== Material for the task ==

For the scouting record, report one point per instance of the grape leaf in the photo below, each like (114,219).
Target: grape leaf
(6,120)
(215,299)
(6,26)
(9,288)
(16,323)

===

_What is expected:_ Copy every row above in full, requests included. Multiply each coordinate in the answers by 0.2, rounding to whole numbers with halves going up, and leave the numbers in the requests unchanged.

_Exercise result:_
For the scouting record, report one point per instance of the grape leaf in the photo below, each like (114,219).
Target: grape leaf
(1,24)
(43,60)
(1,5)
(2,58)
(3,65)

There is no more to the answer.